**SELECTED PASSAGE:**
····················
[Milton-L] Is Paradise Lost

jonnyangel junkopardner at comcast.net
Tue Apr 14 11:57:39 EDT 2009


Well, if that¹s the case then Milton was the greatest playwright of all
time. 

J


On 4/14/09 11:53 AM, "Peter C. Herman" <herman2 at mail.sdsu.edu> wrote:

> 
> I don't suppose it would matter to anyone that in the early modern period, the
> term "poet" encompassed both drama and verse. There are "poets" in theatres as
> well as bookstalls.
> 
> pch
> 
> At 08:39 AM 4/14/2009, you wrote:
>> It is the spectator, and not life, that art really mirrors--Oscar Wilde
>> 
>> Of course, Wilde wasn't a poet either...another stringer together of
>> "emotionless words [...] for their own sake" no doubt.
>> 
>> Michael Bryson
>> 
>> 
>> ---- Original message ----
> Date: Tue, 14 Apr 2009 11:30:12 -0400
> From: jonnyangel <junkopardner at comcast.net>
> Subject: Re: [Milton-L] Is Paradise Lost
> To: John Milton Discussion List <milton-l at lists.richmond.edu>
> 
> 
> 
> 
> 
> 
> The only thing I’ll give Bill’s Sonnets (which have never left the top of
> my toilet, where I’ve read them for years on the crapper) is that he
> eventually got little playful with the form, whereas Milton never did. But
> I’m not talking about Sonnets. Shakespeare’s sonnets mean nothing –
> they’re transparent, emotionless worrds strung together for their own sake.
····················
**SHORT TASK A:** Retype the Milton list post from "On 4/14/09 11:53" down to "well as bookstalls.".

Records of labeled points:
····················
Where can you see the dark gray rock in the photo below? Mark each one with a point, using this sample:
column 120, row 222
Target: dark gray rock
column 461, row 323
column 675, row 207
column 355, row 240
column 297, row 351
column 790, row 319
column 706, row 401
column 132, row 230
····················
**SHORT TASK B:** Gather every line of the listing that contains the word "rock".

**RESULT A:**
On 4/14/09 11:53 AM, "Peter C. Herman" <herman2 at mail.sdsu.edu> wrote:

> 
> I don't suppose it would matter to anyone that in the early modern period, the
> term "poet" encompassed both drama and verse. There are "poets" in theatres as
> well as bookstalls.

**RESULT B:**
Where can you see the dark gray rock in the photo below? Mark each one with a point, using this sample:
Target: dark gray rock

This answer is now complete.